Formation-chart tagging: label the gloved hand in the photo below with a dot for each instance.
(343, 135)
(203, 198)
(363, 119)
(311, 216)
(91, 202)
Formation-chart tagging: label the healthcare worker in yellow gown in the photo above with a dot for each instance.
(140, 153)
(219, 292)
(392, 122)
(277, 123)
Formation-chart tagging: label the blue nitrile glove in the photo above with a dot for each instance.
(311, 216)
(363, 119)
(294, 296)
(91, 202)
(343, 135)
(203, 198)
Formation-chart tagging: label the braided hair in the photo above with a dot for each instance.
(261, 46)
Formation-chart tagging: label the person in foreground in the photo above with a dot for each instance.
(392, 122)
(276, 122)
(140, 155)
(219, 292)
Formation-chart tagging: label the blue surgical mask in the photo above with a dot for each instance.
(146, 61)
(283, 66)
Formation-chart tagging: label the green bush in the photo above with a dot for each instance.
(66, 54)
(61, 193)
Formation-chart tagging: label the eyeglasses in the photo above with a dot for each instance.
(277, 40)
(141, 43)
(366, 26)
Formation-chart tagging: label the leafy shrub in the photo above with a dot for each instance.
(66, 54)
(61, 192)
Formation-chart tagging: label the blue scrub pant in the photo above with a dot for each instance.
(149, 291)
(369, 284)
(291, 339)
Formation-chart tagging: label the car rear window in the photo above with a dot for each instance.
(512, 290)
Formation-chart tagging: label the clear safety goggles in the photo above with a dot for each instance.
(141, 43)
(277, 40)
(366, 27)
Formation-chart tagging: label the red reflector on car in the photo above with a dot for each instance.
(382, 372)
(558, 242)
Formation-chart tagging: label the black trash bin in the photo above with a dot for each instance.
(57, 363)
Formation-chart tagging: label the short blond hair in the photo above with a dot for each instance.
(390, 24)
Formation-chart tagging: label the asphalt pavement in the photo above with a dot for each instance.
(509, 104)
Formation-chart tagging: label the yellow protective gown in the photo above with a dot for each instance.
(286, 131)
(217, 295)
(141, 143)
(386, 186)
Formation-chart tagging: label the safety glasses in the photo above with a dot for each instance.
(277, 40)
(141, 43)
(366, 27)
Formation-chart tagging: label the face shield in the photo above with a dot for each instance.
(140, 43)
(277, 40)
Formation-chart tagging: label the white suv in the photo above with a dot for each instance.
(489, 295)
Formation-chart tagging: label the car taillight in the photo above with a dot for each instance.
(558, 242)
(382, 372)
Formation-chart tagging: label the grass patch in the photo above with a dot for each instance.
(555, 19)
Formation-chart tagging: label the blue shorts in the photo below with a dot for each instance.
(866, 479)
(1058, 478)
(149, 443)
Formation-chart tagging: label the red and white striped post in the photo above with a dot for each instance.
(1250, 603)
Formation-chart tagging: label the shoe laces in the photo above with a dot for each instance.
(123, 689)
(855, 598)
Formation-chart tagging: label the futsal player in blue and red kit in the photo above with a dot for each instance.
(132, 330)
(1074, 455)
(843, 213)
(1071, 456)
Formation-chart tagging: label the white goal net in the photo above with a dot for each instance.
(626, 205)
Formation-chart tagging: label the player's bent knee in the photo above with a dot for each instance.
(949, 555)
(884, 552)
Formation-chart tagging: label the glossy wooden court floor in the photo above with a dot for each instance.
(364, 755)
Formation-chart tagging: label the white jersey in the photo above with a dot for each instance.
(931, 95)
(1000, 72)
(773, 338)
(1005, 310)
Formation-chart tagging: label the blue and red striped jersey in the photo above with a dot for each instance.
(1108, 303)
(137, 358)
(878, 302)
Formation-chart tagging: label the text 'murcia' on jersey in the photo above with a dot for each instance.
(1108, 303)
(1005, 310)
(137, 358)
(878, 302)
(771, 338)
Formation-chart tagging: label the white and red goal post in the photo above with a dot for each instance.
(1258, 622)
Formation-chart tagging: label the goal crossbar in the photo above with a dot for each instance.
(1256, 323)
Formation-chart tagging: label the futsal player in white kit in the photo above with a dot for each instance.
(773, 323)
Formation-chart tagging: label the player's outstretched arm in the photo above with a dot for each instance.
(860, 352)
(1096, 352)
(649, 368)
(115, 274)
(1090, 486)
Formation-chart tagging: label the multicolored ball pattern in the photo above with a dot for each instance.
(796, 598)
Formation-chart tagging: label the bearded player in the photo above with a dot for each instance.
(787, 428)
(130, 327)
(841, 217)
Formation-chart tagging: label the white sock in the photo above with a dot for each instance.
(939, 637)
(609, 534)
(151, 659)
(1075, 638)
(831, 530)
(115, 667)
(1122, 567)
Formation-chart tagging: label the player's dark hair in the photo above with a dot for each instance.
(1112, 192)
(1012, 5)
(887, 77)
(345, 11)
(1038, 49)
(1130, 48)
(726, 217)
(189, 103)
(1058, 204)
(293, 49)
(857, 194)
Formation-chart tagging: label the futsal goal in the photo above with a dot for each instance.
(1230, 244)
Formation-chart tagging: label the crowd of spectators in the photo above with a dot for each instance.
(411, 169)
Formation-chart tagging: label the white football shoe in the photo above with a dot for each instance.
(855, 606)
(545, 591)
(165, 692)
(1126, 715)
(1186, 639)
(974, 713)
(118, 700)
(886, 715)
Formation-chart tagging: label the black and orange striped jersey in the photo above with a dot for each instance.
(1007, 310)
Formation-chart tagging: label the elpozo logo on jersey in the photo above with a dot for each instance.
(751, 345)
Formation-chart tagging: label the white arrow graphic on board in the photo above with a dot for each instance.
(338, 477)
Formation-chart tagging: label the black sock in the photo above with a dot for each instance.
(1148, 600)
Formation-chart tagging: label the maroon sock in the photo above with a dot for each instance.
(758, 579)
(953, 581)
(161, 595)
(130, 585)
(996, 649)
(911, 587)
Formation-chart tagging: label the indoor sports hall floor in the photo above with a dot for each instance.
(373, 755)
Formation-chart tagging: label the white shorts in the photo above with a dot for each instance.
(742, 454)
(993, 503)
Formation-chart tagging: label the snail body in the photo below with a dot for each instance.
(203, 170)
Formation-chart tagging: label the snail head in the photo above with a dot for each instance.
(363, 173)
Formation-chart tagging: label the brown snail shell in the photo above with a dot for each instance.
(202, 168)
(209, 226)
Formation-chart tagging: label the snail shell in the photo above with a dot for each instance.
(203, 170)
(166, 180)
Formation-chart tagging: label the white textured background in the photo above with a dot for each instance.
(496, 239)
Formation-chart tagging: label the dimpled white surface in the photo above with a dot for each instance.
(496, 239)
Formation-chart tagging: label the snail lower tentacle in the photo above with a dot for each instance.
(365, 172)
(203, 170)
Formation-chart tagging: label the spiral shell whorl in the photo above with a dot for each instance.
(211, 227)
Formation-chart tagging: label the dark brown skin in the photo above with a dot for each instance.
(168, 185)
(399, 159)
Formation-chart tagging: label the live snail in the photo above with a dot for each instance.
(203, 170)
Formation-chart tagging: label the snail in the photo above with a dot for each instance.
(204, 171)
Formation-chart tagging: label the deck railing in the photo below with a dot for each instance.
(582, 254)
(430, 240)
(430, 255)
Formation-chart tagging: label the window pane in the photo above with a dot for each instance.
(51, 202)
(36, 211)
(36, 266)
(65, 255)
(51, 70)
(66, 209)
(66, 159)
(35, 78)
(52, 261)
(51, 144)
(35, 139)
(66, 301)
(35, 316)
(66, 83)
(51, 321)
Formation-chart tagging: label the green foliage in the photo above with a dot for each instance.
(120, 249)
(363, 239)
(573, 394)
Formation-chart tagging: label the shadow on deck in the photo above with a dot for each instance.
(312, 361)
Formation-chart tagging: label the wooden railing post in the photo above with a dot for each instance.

____

## [Task goal]
Your job is to copy all the records exactly.

## [Your response]
Formation-chart tagging: label the gloved hand in the photo below with a dot for each instance.
(343, 135)
(203, 198)
(363, 119)
(311, 216)
(91, 202)
Formation-chart tagging: label the healthcare worker in yellow gown in the photo above with a dot for each instance.
(140, 153)
(219, 292)
(392, 122)
(277, 123)
Formation-chart tagging: label the blue nitrile glove in the photo above with a dot for each instance.
(311, 216)
(363, 119)
(294, 296)
(91, 202)
(343, 135)
(203, 198)
Formation-chart tagging: label the braided hair in the photo above with a dot for each instance.
(261, 46)
Formation-chart tagging: label the person in foreground in the photo above with a dot for each instance.
(392, 122)
(276, 122)
(140, 155)
(219, 292)
Formation-chart tagging: label the blue surgical mask in the photo above with a dot for each instance.
(146, 61)
(283, 66)
Formation-chart tagging: label the green bush in the photo above with a dot for each instance.
(66, 54)
(61, 193)
Formation-chart tagging: label the eyeglasses in the photo above with a dot for each instance.
(277, 40)
(141, 43)
(366, 26)
Formation-chart tagging: label the leafy shrub in the photo above with a dot for each instance.
(66, 54)
(61, 192)
Formation-chart tagging: label the blue scrub pant in the photo above with a dot for each instance.
(149, 291)
(369, 284)
(291, 339)
Formation-chart tagging: label the car rear window in the photo above with a dot for each instance.
(512, 290)
Formation-chart tagging: label the clear safety goggles in the photo above with a dot for each instance.
(141, 43)
(277, 40)
(366, 27)
Formation-chart tagging: label the red reflector on car in the photo above with a dot for each instance.
(382, 372)
(558, 242)
Formation-chart tagging: label the black trash bin in the photo above with a dot for each instance.
(57, 363)
Formation-chart tagging: label the short blond hair in the photo above with a dot for each instance.
(390, 24)
Formation-chart tagging: label the asphalt pavement in the photo above with a dot for each instance.
(509, 104)
Formation-chart tagging: label the yellow protective gown in the photo above with a dot for each instance.
(286, 131)
(217, 295)
(141, 143)
(386, 186)
Formation-chart tagging: label the safety glasses in the photo above with a dot for each instance.
(277, 40)
(141, 43)
(366, 27)
Formation-chart tagging: label the face shield in the photo above with a dot for each instance.
(140, 43)
(277, 40)
Formation-chart tagging: label the white suv in the photo above with a dot for each instance.
(489, 295)
Formation-chart tagging: label the car taillight in the photo above with a dot for each instance.
(558, 242)
(382, 372)
Formation-chart tagging: label the grass patch in the photo above with a dot for each instance.
(555, 19)
Formation-chart tagging: label the blue shorts in the photo below with a dot for each instance.
(866, 479)
(1058, 478)
(149, 443)
Formation-chart tagging: label the red and white striped post in the photo above with a dot for each instance.
(1250, 603)
Formation-chart tagging: label the shoe laces in the photo above with a dot for each instance.
(123, 689)
(855, 598)
Formation-chart tagging: label the futsal player in blue and red kit in the photo above with a dot for each instance.
(132, 330)
(1074, 455)
(843, 213)
(1071, 456)
Formation-chart tagging: label the white goal net in the photo above with a dot for each instance.
(626, 205)
Formation-chart tagging: label the player's bent knee in the photo above with a dot for each instance.
(949, 555)
(884, 552)
Formation-chart tagging: label the glossy wooden court floor in the photo above with a dot for each instance.
(364, 755)
Formation-chart tagging: label the white jersey in the photo above with a dot for each instance.
(931, 95)
(1000, 72)
(773, 338)
(1005, 310)
Formation-chart tagging: label the blue and red striped jersey in the photo above with a dot for each instance.
(1108, 303)
(137, 358)
(878, 302)
Formation-chart tagging: label the text 'murcia' on jersey in the photo above with a dot for each instance.
(1108, 303)
(1005, 310)
(137, 358)
(878, 302)
(771, 338)
Formation-chart tagging: label the white and red goal post in the photo above with a dot for each instance.
(1258, 622)
Formation-chart tagging: label the goal crossbar in the photo above with a dot for each instance.
(1256, 323)
Formation-chart tagging: label the futsal player in white kit in the photo above with a dot for each instance.
(773, 323)
Formation-chart tagging: label the player's outstretched arm in the photo above with a dot for each instance.
(860, 352)
(1096, 352)
(649, 368)
(115, 274)
(1090, 486)
Formation-chart tagging: label the multicolored ball pattern in the photo above with a dot for each instance.
(796, 598)
Formation-chart tagging: label the bearded player in the photo above with a dot for each instance.
(787, 428)
(130, 327)
(841, 217)
Formation-chart tagging: label the white sock in the photo above with a dot for each instance.
(939, 637)
(609, 534)
(151, 659)
(1075, 638)
(831, 530)
(115, 667)
(1122, 567)
Formation-chart tagging: label the player's dark hair in the photo above with a dot for each instance.
(1112, 192)
(1012, 5)
(887, 77)
(345, 11)
(1038, 49)
(1130, 48)
(726, 217)
(189, 103)
(1058, 204)
(293, 49)
(857, 194)
Formation-chart tagging: label the futsal goal in the photo above with a dot for each instance.
(1230, 244)
Formation-chart tagging: label the crowd of spectators in the photo above with a dot for each instance.
(411, 169)
Formation-chart tagging: label the white football shoe in the photo above with a dot for each instance.
(855, 606)
(545, 591)
(165, 692)
(1126, 715)
(1186, 639)
(974, 713)
(118, 700)
(886, 715)
Formation-chart tagging: label the black and orange striped jersey in the photo above with a dot for each instance.
(1007, 310)
Formation-chart tagging: label the elpozo logo on jersey in the photo above with a dot for each instance.
(751, 345)
Formation-chart tagging: label the white arrow graphic on board in the photo above with a dot for each instance.
(338, 477)
Formation-chart tagging: label the black sock in the photo above with a dot for each instance.
(1148, 600)
Formation-chart tagging: label the maroon sock in the photo above with a dot for each instance.
(758, 579)
(953, 581)
(161, 595)
(130, 585)
(996, 649)
(911, 587)
Formation-chart tagging: label the indoor sports hall floor in the photo above with a dot for each instance.
(373, 755)
Formation-chart tagging: label the white shorts in the photo above with a dot for each instance.
(742, 454)
(993, 503)
Formation-chart tagging: label the snail body in the photo below with a dot for each instance.
(203, 170)
Formation-chart tagging: label the snail head in the photo above with a dot for each instance.
(363, 173)
Formation-chart tagging: label the brown snail shell in the photo above with a dot for each instance.
(202, 168)
(209, 226)
Formation-chart tagging: label the snail shell in the photo above with a dot for each instance.
(203, 170)
(166, 180)
Formation-chart tagging: label the white textured background in the photo above with a dot for each instance.
(496, 239)
Formation-chart tagging: label the dimpled white surface in the photo above with a dot for each instance.
(496, 239)
Formation-chart tagging: label the snail lower tentacle in the photo above with a dot for each instance.
(365, 172)
(203, 170)
Formation-chart tagging: label the spiral shell whorl in the photo above with a dot for each instance.
(211, 227)
Formation-chart tagging: label the dark brown skin in the photo above with a dot for each instance.
(168, 185)
(399, 159)
Formation-chart tagging: label the live snail in the photo above with a dot for each instance.
(203, 170)
Formation-chart tagging: label the snail in the photo above with a dot for each instance.
(204, 171)
Formation-chart tagging: label the deck railing in the photo below with a dot for each instance.
(582, 254)
(430, 240)
(430, 255)
Formation-chart tagging: label the window pane in the photo above with a dot for each instance.
(51, 202)
(36, 211)
(36, 266)
(65, 255)
(51, 70)
(66, 209)
(66, 159)
(35, 78)
(52, 261)
(51, 144)
(35, 139)
(66, 301)
(35, 316)
(66, 83)
(51, 321)
Formation-chart tagging: label the green foliage in the photo above with a dot for each instance.
(120, 249)
(363, 239)
(573, 394)
Formation-chart tagging: label the shadow on deck in the photo above with a dot for each instance.
(312, 361)
Formation-chart tagging: label the wooden railing post in the photo above with a dot for each instance.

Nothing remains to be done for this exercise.